▸ DOCUMENT SEGMENT:
[start]

# Introduction to Hash Functions

## Built-In Hash Function

Python has a [built-in hash function](https://docs.python.org/3/library/functions.html#hash) which is internally used by [sets](https://docs.python.org/3/tutorial/datastructures.html#sets) and [dictionaries](https://docs.python.org/3/tutorial/datastructures.html#dictionaries). However this is not a secure or cryptographic hash but rather a convient function to make use of the fast speed of [HashTables](https://en.wikipedia.org/wiki/Hash_table), the underlying data structure of sets and dictionaries.

In [1]:
hash("Hello World!")

[end]

▸ Records from a collection:
[start]

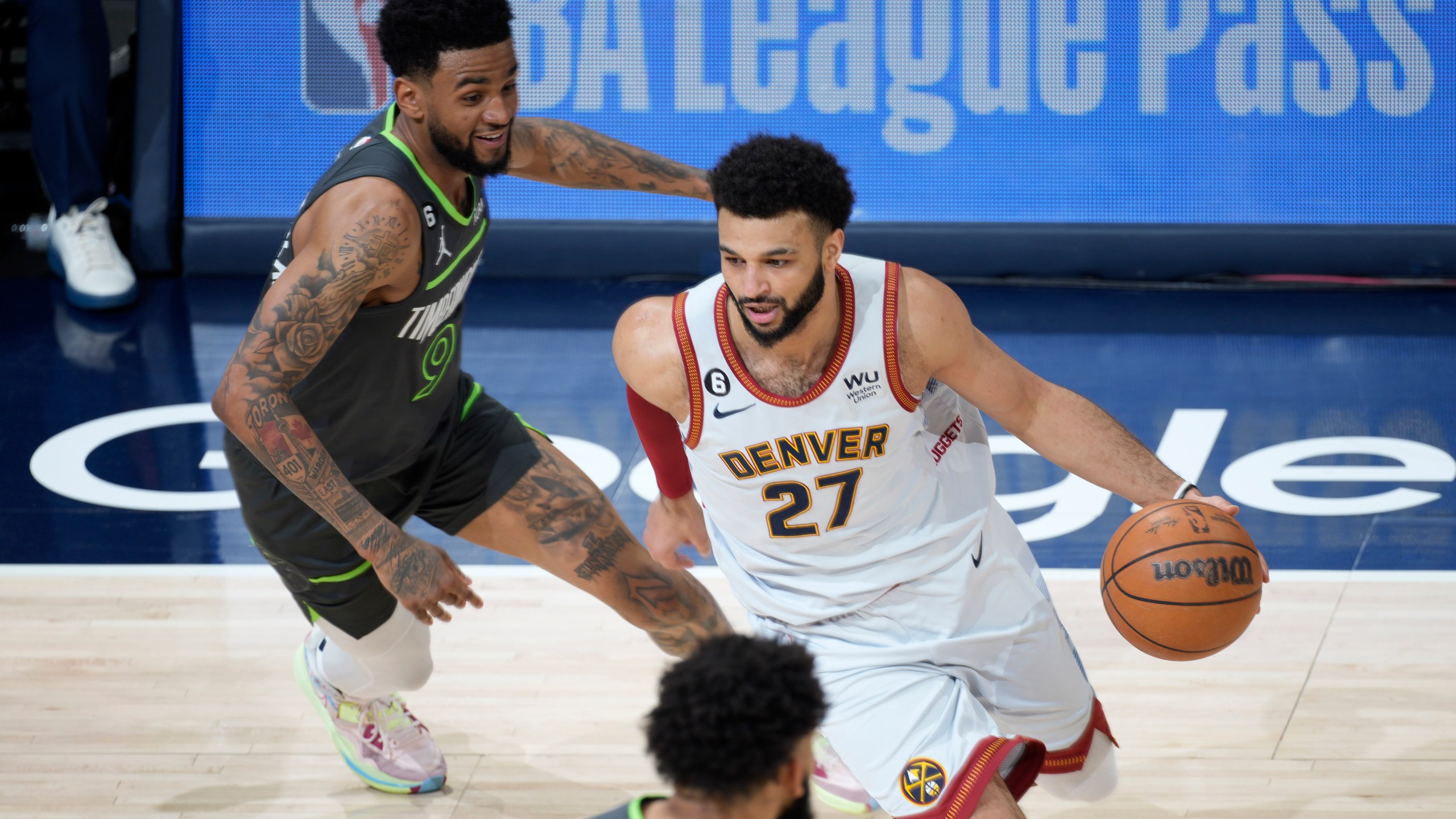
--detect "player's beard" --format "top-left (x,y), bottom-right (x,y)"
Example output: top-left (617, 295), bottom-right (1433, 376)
top-left (427, 117), bottom-right (515, 176)
top-left (728, 262), bottom-right (824, 347)
top-left (777, 777), bottom-right (814, 819)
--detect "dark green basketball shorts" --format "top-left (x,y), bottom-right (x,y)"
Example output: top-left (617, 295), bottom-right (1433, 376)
top-left (223, 373), bottom-right (540, 638)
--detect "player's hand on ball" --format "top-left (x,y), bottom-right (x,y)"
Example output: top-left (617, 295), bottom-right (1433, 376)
top-left (374, 532), bottom-right (485, 625)
top-left (642, 493), bottom-right (713, 568)
top-left (1185, 490), bottom-right (1269, 583)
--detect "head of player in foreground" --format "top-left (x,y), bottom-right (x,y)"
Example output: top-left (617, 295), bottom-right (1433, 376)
top-left (591, 634), bottom-right (826, 819)
top-left (375, 0), bottom-right (518, 176)
top-left (708, 134), bottom-right (855, 347)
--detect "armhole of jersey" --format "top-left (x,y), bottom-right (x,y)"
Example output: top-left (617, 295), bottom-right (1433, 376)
top-left (673, 291), bottom-right (703, 449)
top-left (884, 262), bottom-right (920, 412)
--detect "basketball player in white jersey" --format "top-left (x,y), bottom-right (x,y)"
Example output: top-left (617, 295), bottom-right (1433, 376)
top-left (613, 135), bottom-right (1258, 819)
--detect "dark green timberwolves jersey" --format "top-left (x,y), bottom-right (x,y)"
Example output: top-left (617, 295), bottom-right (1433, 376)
top-left (270, 105), bottom-right (489, 482)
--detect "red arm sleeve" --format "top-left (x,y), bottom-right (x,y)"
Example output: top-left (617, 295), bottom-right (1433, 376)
top-left (627, 386), bottom-right (693, 498)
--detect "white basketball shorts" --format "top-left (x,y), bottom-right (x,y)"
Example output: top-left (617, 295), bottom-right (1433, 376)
top-left (750, 504), bottom-right (1107, 819)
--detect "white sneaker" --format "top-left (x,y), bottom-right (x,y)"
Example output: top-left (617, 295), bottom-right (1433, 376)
top-left (809, 733), bottom-right (878, 813)
top-left (47, 197), bottom-right (137, 309)
top-left (293, 640), bottom-right (445, 793)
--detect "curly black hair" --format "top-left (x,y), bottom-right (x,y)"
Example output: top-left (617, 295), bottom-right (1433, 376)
top-left (647, 634), bottom-right (824, 799)
top-left (708, 134), bottom-right (855, 233)
top-left (374, 0), bottom-right (511, 78)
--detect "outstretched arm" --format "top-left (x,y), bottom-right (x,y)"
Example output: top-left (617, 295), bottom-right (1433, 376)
top-left (510, 117), bottom-right (712, 201)
top-left (213, 178), bottom-right (481, 624)
top-left (611, 296), bottom-right (712, 568)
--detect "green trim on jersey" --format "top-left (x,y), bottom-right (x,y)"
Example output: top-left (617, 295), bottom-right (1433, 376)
top-left (309, 560), bottom-right (374, 582)
top-left (627, 793), bottom-right (667, 819)
top-left (382, 102), bottom-right (486, 227)
top-left (460, 382), bottom-right (485, 421)
top-left (425, 218), bottom-right (488, 290)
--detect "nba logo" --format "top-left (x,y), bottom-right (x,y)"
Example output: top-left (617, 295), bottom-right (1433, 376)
top-left (299, 0), bottom-right (390, 114)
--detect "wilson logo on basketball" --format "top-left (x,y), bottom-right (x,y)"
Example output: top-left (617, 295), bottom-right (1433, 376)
top-left (1153, 557), bottom-right (1254, 586)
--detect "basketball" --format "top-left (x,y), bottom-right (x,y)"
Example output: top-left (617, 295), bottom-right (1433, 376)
top-left (1101, 500), bottom-right (1264, 660)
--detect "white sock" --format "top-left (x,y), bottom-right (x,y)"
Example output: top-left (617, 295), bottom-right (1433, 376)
top-left (307, 606), bottom-right (434, 702)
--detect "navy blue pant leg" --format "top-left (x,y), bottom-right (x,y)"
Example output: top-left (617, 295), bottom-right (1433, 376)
top-left (20, 0), bottom-right (111, 213)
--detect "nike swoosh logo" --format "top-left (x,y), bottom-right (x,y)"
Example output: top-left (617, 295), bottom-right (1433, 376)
top-left (713, 404), bottom-right (753, 418)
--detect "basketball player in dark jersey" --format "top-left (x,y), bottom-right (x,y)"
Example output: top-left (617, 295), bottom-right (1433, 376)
top-left (213, 0), bottom-right (728, 793)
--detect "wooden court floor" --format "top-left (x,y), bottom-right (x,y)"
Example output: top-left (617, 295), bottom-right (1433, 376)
top-left (0, 567), bottom-right (1456, 819)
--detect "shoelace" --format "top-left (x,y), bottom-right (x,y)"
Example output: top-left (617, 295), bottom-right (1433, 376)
top-left (57, 198), bottom-right (114, 270)
top-left (369, 694), bottom-right (425, 746)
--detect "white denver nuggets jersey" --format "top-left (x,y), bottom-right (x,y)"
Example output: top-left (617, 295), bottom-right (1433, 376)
top-left (673, 255), bottom-right (996, 625)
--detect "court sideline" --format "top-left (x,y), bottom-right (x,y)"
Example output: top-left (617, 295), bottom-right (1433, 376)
top-left (0, 565), bottom-right (1456, 819)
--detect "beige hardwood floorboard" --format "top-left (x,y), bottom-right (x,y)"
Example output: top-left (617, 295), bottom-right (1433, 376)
top-left (0, 571), bottom-right (1456, 819)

[end]

▸ DIRECTIVES:
**1.** According to the hash functions introduction, what is the underlying data structure of Python's sets and dictionaries?
**2.** Pull out the lines of the records word for word, starting with the first line of the records and going on through the line with "top-left (750, 504), bottom-right (1107, 819)". Leave the pictures out of your answer.

▸ TASK RESPONSES:
**1.** HashTables.

**2.**
--detect "player's beard" --format "top-left (x,y), bottom-right (x,y)"
Example output: top-left (617, 295), bottom-right (1433, 376)
top-left (427, 117), bottom-right (515, 176)
top-left (728, 262), bottom-right (824, 347)
top-left (777, 777), bottom-right (814, 819)
--detect "dark green basketball shorts" --format "top-left (x,y), bottom-right (x,y)"
Example output: top-left (617, 295), bottom-right (1433, 376)
top-left (223, 373), bottom-right (540, 638)
--detect "player's hand on ball" --format "top-left (x,y), bottom-right (x,y)"
Example output: top-left (617, 295), bottom-right (1433, 376)
top-left (374, 532), bottom-right (485, 625)
top-left (642, 493), bottom-right (713, 568)
top-left (1185, 490), bottom-right (1269, 583)
--detect "head of player in foreground" --format "top-left (x,y), bottom-right (x,y)"
Example output: top-left (617, 295), bottom-right (1433, 376)
top-left (591, 634), bottom-right (826, 819)
top-left (375, 0), bottom-right (518, 176)
top-left (708, 134), bottom-right (855, 347)
--detect "armhole of jersey" --format "top-left (x,y), bottom-right (x,y)"
Example output: top-left (617, 295), bottom-right (1433, 376)
top-left (673, 291), bottom-right (703, 449)
top-left (884, 262), bottom-right (920, 412)
--detect "basketball player in white jersey" --format "top-left (x,y), bottom-right (x,y)"
Example output: top-left (617, 295), bottom-right (1433, 376)
top-left (613, 135), bottom-right (1258, 819)
--detect "dark green timberwolves jersey" --format "top-left (x,y), bottom-right (x,y)"
Example output: top-left (617, 295), bottom-right (1433, 376)
top-left (270, 105), bottom-right (489, 482)
--detect "red arm sleeve" --format "top-left (x,y), bottom-right (x,y)"
Example output: top-left (617, 295), bottom-right (1433, 376)
top-left (627, 386), bottom-right (693, 498)
--detect "white basketball shorts" --format "top-left (x,y), bottom-right (x,y)"
Example output: top-left (617, 295), bottom-right (1433, 376)
top-left (750, 504), bottom-right (1107, 819)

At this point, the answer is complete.